## Tasks to perform:
a) In the text on family estrangement, what share of adults in America have cut off ties with a family member?
b) Transcribe a passage of the text on family estrangement word for word, beginning at the words "It’s worth noting" and stopping after the words "are underlying issues.".

We all wish that family life were like a Christmas movie: families continuously smiling and laughing, twinkling lights covered in artificial snow, garland wrapped around EVERYTHING and the scent of a beautiful dinner (complete with pie!) in the air. Sadly, that is often not the case. While we all wish for it never to happen, family estrangement is more common than we’d like to believe. Here’s the lowdown on what it is, how it affects family dynamics, and how to fix it.
Disclosure: I’m not a family counselor or doctor. This post is for informational purposes only and provides details on estrangement and family dynamics. If you have questions after reading, please consult your counselor, doctor, or psychologist for more details.
First, What Is Family Estrangement
Officially, family estrangement occurs when someone ends contact with one or more family members. And while that’s a simple definition, estrangement is far more complex. While the person who leaves the familial relationship may feel both upset and relieved at the same time, it’s just as hard for the family member or members on the other end.
Sadly, 27 percent of adults in America have cut off ties with a family member. Causes of estrangement are plentiful, too: parental death, illness, the birth of a child, marriage, divorce, or simply moving away. These family stepping stones and turning points cause a change in the family dynamic and bring about tension. If that wasn’t enough to make you sigh, over 10% of mothers claim to be estranged from one or more children.
It’s worth noting that these family changes alone don’t cause upset; it’s the emotional responses, reactivity, and triggers that do it.
Stages of Family Estrangement
When you suffer a significant loss, that outward expression of feelings and emotions is known as grief. When it comes to family estrangement, there’s no denying that grief is highly likely. As with death or any big loss, estrangement grief is very common and has its own set of stages:
- Denial – Many times, family members simply refuse to accept the fact that there are underlying issues.
- Anger – There may be unresolved anger and resentment toward the family members involved in the rift. By removing themselves from the family dynamic, pain, guilt, and suffering are put on the back burner.
- Bargaining – Thinking that the family will come back together, especially during the holidays, is a way of bargaining the new dynamic.
- Depression – It’s not an easy thing to accept that a member of the family has chosen to leave or distance themselves, especially if reconciliation isn’t on the bargaining table.
- Acceptance – It’s definitely not an easy thing to realize there’s no definitive timeframe for accepting the new family normal.
Common Reasons for Family Estrangement
Apart from the large stepping stones I wrote about above, there are plenty of other reasons family members become estranged:
- Mental Health Changes – For both parents and children, a change in mental health can affect family dynamics intensely. Depression, anxiety, trauma, substance abuse, and personality disorders are some of the common reasons. Additionally, if a child has to play parent when they’re younger or if an adult child suffers from mental health issues, estrangement can happen.
- Narcissism – An all-too-common reason for estrangement, narcissistic parents (ones that feel a deep desire to control everything about their adult children’s lives) and the amount of control they try to have over their children when grown can cause family rifts and change the dynamic.
- Abusive Parents – Emotional, physical, and sexual abuse as a child may cause the cutoff of a parent or the family member that caused it. On the other side of the coin, cutoffs can occur when a spouse or significant other doesn’t like the in-laws, so they force a break-up in the parent-child relationship.

## Data below:

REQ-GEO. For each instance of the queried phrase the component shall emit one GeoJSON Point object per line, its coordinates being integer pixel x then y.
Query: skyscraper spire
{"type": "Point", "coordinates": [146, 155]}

## Exercise results:
a) 27 percent

b)
It’s worth noting that these family changes alone don’t cause upset; it’s the emotional responses, reactivity, and triggers that do it.
Stages of Family Estrangement
When you suffer a significant loss, that outward expression of feelings and emotions is known as grief. When it comes to family estrangement, there’s no denying that grief is highly likely. As with death or any big loss, estrangement grief is very common and has its own set of stages:
- Denial – Many times, family members simply refuse to accept the fact that there are underlying issues.